**Set exercise:** Could you convert the records, starting at the beginning and going on through the line that contains "132L178 135L181 135L188", into a two-column CSV with the columns record_text and answer? Give one row per record, with each value in a single quoted field and line breaks turned into spaces. Leave the pictures out.

**Provided data:**

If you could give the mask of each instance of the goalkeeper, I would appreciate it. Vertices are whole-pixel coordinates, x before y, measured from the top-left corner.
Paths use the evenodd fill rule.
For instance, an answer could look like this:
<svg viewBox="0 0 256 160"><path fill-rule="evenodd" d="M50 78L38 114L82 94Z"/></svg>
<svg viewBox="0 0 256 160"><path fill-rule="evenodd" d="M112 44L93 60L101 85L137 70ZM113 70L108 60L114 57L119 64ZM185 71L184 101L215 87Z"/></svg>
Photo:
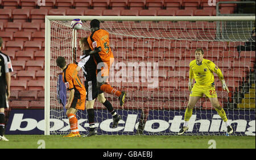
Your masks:
<svg viewBox="0 0 256 160"><path fill-rule="evenodd" d="M179 132L178 135L181 135L188 129L188 121L192 116L193 107L203 96L203 94L205 94L209 98L212 106L226 124L228 133L230 134L233 132L232 127L229 123L225 111L220 106L214 87L213 72L217 74L221 81L223 89L229 92L222 73L221 70L213 62L204 59L204 50L202 49L198 48L196 49L195 54L196 60L192 61L189 64L189 81L188 86L190 95L185 112L185 123ZM195 85L192 86L194 78L196 82Z"/></svg>

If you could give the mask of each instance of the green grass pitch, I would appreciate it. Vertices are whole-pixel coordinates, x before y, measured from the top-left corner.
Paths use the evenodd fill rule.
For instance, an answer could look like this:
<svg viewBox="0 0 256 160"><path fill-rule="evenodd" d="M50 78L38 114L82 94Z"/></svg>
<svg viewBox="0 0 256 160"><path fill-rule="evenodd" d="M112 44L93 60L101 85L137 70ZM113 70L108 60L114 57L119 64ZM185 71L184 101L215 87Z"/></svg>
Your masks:
<svg viewBox="0 0 256 160"><path fill-rule="evenodd" d="M63 137L60 135L6 135L0 149L255 149L255 136L108 136ZM212 143L213 140L214 144Z"/></svg>

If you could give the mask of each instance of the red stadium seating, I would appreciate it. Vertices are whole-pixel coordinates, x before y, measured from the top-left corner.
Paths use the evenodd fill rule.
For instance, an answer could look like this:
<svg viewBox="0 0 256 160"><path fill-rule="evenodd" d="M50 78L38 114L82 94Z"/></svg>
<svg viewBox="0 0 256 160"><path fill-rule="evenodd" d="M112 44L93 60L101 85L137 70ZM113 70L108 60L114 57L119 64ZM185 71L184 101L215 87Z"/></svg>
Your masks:
<svg viewBox="0 0 256 160"><path fill-rule="evenodd" d="M56 0L55 6L58 9L71 9L73 3L73 0Z"/></svg>
<svg viewBox="0 0 256 160"><path fill-rule="evenodd" d="M73 6L76 8L82 7L83 9L89 9L92 6L92 0L74 0Z"/></svg>
<svg viewBox="0 0 256 160"><path fill-rule="evenodd" d="M94 9L108 9L110 0L92 0L92 7Z"/></svg>
<svg viewBox="0 0 256 160"><path fill-rule="evenodd" d="M22 30L32 32L40 31L40 25L39 23L22 23Z"/></svg>
<svg viewBox="0 0 256 160"><path fill-rule="evenodd" d="M28 108L44 108L44 101L31 101L29 103Z"/></svg>
<svg viewBox="0 0 256 160"><path fill-rule="evenodd" d="M16 9L20 0L2 0L2 5L4 9Z"/></svg>
<svg viewBox="0 0 256 160"><path fill-rule="evenodd" d="M109 6L115 10L125 10L127 8L129 0L110 0Z"/></svg>
<svg viewBox="0 0 256 160"><path fill-rule="evenodd" d="M11 9L0 9L0 22L7 22L12 18Z"/></svg>
<svg viewBox="0 0 256 160"><path fill-rule="evenodd" d="M44 90L44 81L31 80L27 82L28 90L40 91Z"/></svg>
<svg viewBox="0 0 256 160"><path fill-rule="evenodd" d="M12 61L11 65L14 70L24 70L26 66L25 61Z"/></svg>
<svg viewBox="0 0 256 160"><path fill-rule="evenodd" d="M10 88L11 91L24 91L27 89L27 81L13 80Z"/></svg>
<svg viewBox="0 0 256 160"><path fill-rule="evenodd" d="M34 80L35 78L35 71L34 70L19 70L17 72L17 80Z"/></svg>
<svg viewBox="0 0 256 160"><path fill-rule="evenodd" d="M15 32L13 34L13 38L14 41L30 41L31 40L31 32Z"/></svg>
<svg viewBox="0 0 256 160"><path fill-rule="evenodd" d="M14 22L27 22L30 18L29 9L14 9L13 18Z"/></svg>
<svg viewBox="0 0 256 160"><path fill-rule="evenodd" d="M86 10L84 9L66 9L66 15L84 15L85 11Z"/></svg>
<svg viewBox="0 0 256 160"><path fill-rule="evenodd" d="M28 108L28 100L13 100L10 102L11 108Z"/></svg>
<svg viewBox="0 0 256 160"><path fill-rule="evenodd" d="M15 54L17 61L29 61L34 60L34 50L19 50Z"/></svg>
<svg viewBox="0 0 256 160"><path fill-rule="evenodd" d="M162 10L163 9L164 1L146 0L146 7L148 10Z"/></svg>
<svg viewBox="0 0 256 160"><path fill-rule="evenodd" d="M19 91L19 100L36 100L38 98L37 91Z"/></svg>
<svg viewBox="0 0 256 160"><path fill-rule="evenodd" d="M35 9L38 4L37 0L20 0L22 9Z"/></svg>
<svg viewBox="0 0 256 160"><path fill-rule="evenodd" d="M130 9L144 9L146 5L146 0L129 0L128 8Z"/></svg>
<svg viewBox="0 0 256 160"><path fill-rule="evenodd" d="M48 15L48 9L31 9L30 11L30 18L31 22L43 23L45 16Z"/></svg>
<svg viewBox="0 0 256 160"><path fill-rule="evenodd" d="M43 70L44 62L42 61L27 61L26 63L26 70Z"/></svg>
<svg viewBox="0 0 256 160"><path fill-rule="evenodd" d="M180 9L182 6L182 0L165 0L164 6L167 10Z"/></svg>

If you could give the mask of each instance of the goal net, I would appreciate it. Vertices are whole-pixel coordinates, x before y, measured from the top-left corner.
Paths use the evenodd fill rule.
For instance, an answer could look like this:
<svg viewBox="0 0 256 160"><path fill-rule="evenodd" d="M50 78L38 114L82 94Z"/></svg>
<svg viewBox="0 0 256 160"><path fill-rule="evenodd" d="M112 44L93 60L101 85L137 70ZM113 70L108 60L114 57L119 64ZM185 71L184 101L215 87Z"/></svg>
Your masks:
<svg viewBox="0 0 256 160"><path fill-rule="evenodd" d="M82 28L74 30L70 24L77 18L82 20ZM78 42L89 36L93 19L100 20L100 28L109 32L114 57L110 83L127 93L123 108L117 97L104 94L122 117L116 128L111 128L111 114L96 100L98 134L177 134L184 122L189 96L189 62L195 60L195 50L201 48L204 58L221 69L229 89L229 93L224 91L214 74L218 99L234 128L233 134L255 136L253 16L46 16L46 134L69 132L65 110L58 100L56 74L61 71L55 60L61 56L68 64L79 60ZM237 47L244 46L249 40L254 51L238 52ZM79 75L84 81L82 71ZM79 129L85 134L89 130L86 110L79 111L77 117ZM188 127L188 135L224 135L226 131L204 96L196 104Z"/></svg>

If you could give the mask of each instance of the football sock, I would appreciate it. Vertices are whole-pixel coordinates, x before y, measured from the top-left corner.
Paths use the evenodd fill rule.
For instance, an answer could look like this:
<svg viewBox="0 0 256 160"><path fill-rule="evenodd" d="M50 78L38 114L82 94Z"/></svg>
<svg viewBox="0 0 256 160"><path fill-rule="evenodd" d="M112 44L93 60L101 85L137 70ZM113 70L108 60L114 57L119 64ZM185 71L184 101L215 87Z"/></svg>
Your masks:
<svg viewBox="0 0 256 160"><path fill-rule="evenodd" d="M69 113L68 115L68 120L69 120L70 129L73 134L79 133L78 129L77 119L75 115Z"/></svg>
<svg viewBox="0 0 256 160"><path fill-rule="evenodd" d="M94 109L88 109L86 110L87 113L88 115L88 121L89 126L90 127L89 131L93 131L95 128L94 123Z"/></svg>
<svg viewBox="0 0 256 160"><path fill-rule="evenodd" d="M223 120L224 122L226 123L226 125L229 124L228 118L226 115L226 113L225 112L223 108L221 108L221 110L218 110L217 108L215 108L215 110L216 110L217 112L218 112L218 114L220 115L221 118Z"/></svg>
<svg viewBox="0 0 256 160"><path fill-rule="evenodd" d="M193 109L189 109L188 107L187 107L186 111L185 111L185 116L184 116L185 123L183 127L187 127L188 121L189 120L189 119L192 116L192 112Z"/></svg>
<svg viewBox="0 0 256 160"><path fill-rule="evenodd" d="M113 108L112 104L111 104L110 102L108 100L102 103L106 108L107 108L108 110L110 112L113 118L115 118L117 117L117 113L115 110Z"/></svg>
<svg viewBox="0 0 256 160"><path fill-rule="evenodd" d="M104 84L101 86L101 90L104 91L104 92L108 93L109 94L114 95L117 96L119 96L122 92L119 91L117 90L116 89L113 88L109 84Z"/></svg>
<svg viewBox="0 0 256 160"><path fill-rule="evenodd" d="M3 136L5 130L5 113L0 113L0 136Z"/></svg>

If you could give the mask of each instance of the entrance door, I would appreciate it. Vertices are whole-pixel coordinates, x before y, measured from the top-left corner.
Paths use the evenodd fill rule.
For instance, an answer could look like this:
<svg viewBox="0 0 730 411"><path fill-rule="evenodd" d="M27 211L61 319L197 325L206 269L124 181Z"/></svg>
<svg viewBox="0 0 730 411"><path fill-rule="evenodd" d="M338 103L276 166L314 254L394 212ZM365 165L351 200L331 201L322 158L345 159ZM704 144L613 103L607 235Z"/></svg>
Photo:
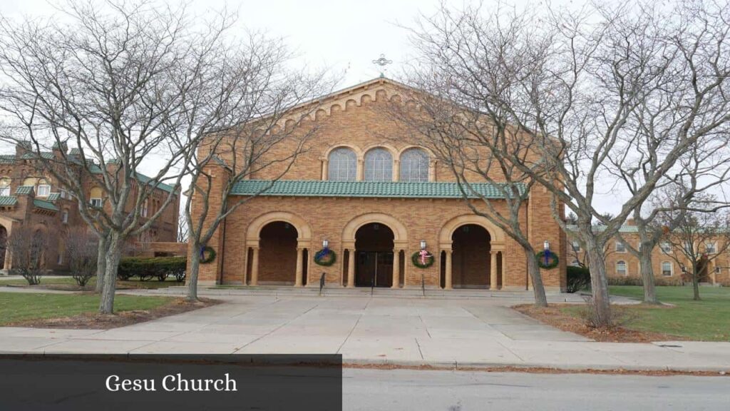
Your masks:
<svg viewBox="0 0 730 411"><path fill-rule="evenodd" d="M358 252L356 287L391 287L393 282L392 252Z"/></svg>

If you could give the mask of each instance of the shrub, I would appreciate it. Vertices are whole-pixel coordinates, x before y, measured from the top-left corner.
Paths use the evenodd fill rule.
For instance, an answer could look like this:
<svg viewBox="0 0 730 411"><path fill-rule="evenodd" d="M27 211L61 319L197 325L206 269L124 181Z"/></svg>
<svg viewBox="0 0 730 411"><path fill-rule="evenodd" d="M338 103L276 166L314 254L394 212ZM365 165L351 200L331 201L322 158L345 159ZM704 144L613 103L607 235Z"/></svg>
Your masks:
<svg viewBox="0 0 730 411"><path fill-rule="evenodd" d="M641 277L608 277L608 284L643 286L644 280ZM654 285L658 287L682 285L682 279L679 277L655 277Z"/></svg>
<svg viewBox="0 0 730 411"><path fill-rule="evenodd" d="M169 276L175 279L185 279L187 259L185 257L126 257L119 262L117 278L126 281L137 276L141 281L156 278L165 281Z"/></svg>
<svg viewBox="0 0 730 411"><path fill-rule="evenodd" d="M568 293L577 293L591 285L591 271L584 267L568 266Z"/></svg>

**Response:**
record_text,answer
"If you could give the mask of each instance of the goalkeeper, I would appreciate it. Vertices are whole-pixel coordinates, x before y, measured from the top-left corner. Paths use the evenodd fill rule. For instance, an answer could look like this: <svg viewBox=""0 0 256 160""><path fill-rule=""evenodd"" d=""M50 78L38 114L82 94Z""/></svg> <svg viewBox=""0 0 256 160""><path fill-rule=""evenodd"" d=""M112 44L93 60L101 85L137 70ZM113 70L108 60L114 57L119 64ZM185 71L184 101L215 87Z""/></svg> Photo: Your masks:","<svg viewBox=""0 0 256 160""><path fill-rule=""evenodd"" d=""M179 132L178 135L181 135L188 129L188 121L192 116L193 107L203 96L203 94L205 94L209 98L212 106L226 124L228 133L230 134L233 132L232 127L229 123L225 111L220 106L214 87L213 72L217 74L221 81L223 89L229 92L222 73L221 70L213 62L204 59L204 50L202 49L198 48L196 49L195 54L196 60L192 61L189 64L189 81L188 86L190 95L185 112L185 123ZM195 85L192 86L194 78L196 82Z""/></svg>"